(Task item):
The entries that follow include a run beginning at the line with "it: point(17, 22)." and ending at the line with "it: point(67, 30)."; restate that run word for word and leave the rest out.

(Information):
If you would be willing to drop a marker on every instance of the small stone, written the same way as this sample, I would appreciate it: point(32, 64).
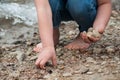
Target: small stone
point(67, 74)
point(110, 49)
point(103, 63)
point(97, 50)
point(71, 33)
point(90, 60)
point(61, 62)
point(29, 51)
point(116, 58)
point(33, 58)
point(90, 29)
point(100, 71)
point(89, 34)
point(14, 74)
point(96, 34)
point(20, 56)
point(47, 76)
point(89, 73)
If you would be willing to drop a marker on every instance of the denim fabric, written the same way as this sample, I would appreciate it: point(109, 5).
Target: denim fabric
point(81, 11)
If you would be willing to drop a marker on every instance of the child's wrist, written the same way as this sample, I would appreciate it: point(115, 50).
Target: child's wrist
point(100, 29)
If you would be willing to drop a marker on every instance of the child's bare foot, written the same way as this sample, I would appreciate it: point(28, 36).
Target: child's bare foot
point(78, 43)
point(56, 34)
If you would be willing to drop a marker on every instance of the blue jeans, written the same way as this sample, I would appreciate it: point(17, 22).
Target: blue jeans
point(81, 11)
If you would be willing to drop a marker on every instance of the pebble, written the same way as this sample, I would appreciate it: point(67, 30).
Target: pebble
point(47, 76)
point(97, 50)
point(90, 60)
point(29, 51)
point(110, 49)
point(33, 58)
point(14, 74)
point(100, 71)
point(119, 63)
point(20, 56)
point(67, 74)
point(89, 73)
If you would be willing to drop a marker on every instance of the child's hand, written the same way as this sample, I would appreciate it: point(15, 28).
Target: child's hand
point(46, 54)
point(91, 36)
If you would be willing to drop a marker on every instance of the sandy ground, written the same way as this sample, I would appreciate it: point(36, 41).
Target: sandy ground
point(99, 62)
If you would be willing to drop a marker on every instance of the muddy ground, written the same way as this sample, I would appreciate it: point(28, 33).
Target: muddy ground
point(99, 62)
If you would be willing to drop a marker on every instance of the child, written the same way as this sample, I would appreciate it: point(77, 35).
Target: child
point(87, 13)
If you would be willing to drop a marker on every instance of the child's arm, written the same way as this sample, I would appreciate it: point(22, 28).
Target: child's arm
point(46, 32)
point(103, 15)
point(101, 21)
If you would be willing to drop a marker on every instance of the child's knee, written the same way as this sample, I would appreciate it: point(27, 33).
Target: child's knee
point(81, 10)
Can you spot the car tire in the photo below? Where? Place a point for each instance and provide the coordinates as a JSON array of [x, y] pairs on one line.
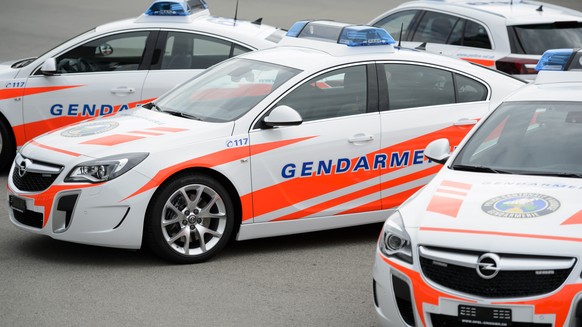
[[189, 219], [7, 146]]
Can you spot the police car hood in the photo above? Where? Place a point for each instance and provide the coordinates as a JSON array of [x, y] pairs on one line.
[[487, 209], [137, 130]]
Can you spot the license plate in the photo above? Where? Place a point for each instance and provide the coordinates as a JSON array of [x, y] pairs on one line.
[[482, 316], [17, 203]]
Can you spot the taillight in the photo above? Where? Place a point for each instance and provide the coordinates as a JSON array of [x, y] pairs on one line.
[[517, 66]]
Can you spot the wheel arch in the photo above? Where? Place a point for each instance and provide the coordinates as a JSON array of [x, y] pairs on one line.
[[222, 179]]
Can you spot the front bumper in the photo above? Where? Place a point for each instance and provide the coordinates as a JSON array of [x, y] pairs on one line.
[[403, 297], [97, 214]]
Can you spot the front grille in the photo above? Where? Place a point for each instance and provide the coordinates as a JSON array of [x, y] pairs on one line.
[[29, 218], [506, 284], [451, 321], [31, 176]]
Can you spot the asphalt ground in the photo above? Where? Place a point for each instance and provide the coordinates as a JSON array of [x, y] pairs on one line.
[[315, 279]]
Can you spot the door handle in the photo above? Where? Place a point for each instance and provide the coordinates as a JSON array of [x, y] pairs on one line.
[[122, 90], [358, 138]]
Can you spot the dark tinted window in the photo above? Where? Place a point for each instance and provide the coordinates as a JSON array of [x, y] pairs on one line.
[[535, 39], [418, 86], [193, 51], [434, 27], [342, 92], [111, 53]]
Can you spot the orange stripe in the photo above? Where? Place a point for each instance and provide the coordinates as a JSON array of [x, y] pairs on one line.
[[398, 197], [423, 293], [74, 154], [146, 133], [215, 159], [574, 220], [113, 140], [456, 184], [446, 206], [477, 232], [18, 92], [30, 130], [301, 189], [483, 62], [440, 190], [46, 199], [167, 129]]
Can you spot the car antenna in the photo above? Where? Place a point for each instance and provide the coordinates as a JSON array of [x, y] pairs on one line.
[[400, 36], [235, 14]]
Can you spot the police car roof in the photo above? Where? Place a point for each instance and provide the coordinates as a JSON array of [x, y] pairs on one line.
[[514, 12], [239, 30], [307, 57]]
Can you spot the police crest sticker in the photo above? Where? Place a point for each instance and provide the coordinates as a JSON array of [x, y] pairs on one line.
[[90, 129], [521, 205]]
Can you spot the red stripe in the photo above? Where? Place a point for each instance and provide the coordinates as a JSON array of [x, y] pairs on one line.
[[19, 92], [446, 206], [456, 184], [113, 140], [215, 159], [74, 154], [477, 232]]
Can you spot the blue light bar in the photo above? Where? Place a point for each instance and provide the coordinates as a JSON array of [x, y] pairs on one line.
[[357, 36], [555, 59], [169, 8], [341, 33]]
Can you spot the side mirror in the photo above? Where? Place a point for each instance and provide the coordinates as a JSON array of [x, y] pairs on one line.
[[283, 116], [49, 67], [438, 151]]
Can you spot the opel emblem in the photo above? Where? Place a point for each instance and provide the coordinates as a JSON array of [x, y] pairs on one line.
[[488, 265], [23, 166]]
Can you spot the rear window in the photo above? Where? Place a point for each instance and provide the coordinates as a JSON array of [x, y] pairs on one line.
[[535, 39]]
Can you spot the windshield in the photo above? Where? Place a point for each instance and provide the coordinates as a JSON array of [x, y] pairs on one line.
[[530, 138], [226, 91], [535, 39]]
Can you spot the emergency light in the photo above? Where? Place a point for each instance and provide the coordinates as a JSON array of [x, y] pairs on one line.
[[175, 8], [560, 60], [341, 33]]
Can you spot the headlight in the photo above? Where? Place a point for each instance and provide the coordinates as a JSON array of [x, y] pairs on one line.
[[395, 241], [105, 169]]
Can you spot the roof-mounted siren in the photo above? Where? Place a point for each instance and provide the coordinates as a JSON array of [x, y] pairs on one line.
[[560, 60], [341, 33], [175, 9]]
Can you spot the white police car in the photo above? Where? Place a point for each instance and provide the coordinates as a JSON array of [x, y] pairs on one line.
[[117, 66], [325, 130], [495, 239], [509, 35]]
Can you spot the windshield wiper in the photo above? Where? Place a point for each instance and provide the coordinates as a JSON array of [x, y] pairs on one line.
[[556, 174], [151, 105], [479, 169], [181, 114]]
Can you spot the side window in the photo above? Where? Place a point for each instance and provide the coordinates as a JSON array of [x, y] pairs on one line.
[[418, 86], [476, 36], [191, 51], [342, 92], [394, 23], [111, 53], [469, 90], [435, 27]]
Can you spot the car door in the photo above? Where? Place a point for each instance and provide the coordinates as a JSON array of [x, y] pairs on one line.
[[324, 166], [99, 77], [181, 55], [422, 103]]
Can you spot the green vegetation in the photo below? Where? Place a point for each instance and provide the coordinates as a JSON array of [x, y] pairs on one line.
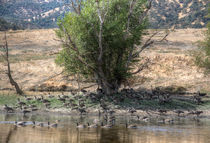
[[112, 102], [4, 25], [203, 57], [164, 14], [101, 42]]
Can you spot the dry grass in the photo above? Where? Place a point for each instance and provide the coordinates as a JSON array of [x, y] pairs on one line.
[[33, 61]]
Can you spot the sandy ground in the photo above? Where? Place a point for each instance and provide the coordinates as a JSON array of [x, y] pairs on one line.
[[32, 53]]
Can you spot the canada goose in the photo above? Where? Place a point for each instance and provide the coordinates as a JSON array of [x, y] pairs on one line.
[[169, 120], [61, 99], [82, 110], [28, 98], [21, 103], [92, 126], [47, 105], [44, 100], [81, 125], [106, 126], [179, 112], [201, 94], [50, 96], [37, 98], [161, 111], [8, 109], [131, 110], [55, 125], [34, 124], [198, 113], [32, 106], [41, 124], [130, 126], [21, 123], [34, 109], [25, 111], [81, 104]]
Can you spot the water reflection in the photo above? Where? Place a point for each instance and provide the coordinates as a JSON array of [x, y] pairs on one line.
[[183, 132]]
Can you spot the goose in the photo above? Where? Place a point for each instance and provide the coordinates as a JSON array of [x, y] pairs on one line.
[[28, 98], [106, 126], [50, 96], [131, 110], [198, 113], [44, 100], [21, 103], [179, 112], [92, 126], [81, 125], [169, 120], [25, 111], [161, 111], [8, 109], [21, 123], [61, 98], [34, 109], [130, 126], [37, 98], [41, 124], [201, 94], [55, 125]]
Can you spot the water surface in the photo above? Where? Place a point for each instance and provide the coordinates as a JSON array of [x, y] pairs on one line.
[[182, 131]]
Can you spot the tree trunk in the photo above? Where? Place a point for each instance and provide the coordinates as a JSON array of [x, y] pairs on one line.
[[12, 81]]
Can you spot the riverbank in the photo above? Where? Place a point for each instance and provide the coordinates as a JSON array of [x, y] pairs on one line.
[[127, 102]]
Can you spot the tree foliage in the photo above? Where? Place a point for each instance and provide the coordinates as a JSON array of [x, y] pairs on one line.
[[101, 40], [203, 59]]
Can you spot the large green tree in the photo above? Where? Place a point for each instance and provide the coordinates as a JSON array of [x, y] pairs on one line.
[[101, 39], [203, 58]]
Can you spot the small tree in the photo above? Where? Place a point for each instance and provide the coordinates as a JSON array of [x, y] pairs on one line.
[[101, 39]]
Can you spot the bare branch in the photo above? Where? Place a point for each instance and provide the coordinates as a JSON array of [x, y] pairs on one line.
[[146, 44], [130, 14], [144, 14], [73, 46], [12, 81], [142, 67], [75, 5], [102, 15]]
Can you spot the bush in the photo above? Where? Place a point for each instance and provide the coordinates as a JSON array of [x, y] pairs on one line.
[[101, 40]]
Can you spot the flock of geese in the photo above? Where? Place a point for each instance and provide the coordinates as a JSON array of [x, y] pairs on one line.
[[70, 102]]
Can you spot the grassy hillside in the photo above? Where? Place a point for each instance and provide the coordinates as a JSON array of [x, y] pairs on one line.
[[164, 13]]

(Your response):
If you would be willing to drop a marker on every instance of the blue jeans, written the same way as this sample, I would appreciate it: point(17, 22).
Target: blue jeans
point(81, 11)
If you would be willing to drop a marker on every instance of the pebble, written the same way as this sample, I would appreciate it: point(67, 30).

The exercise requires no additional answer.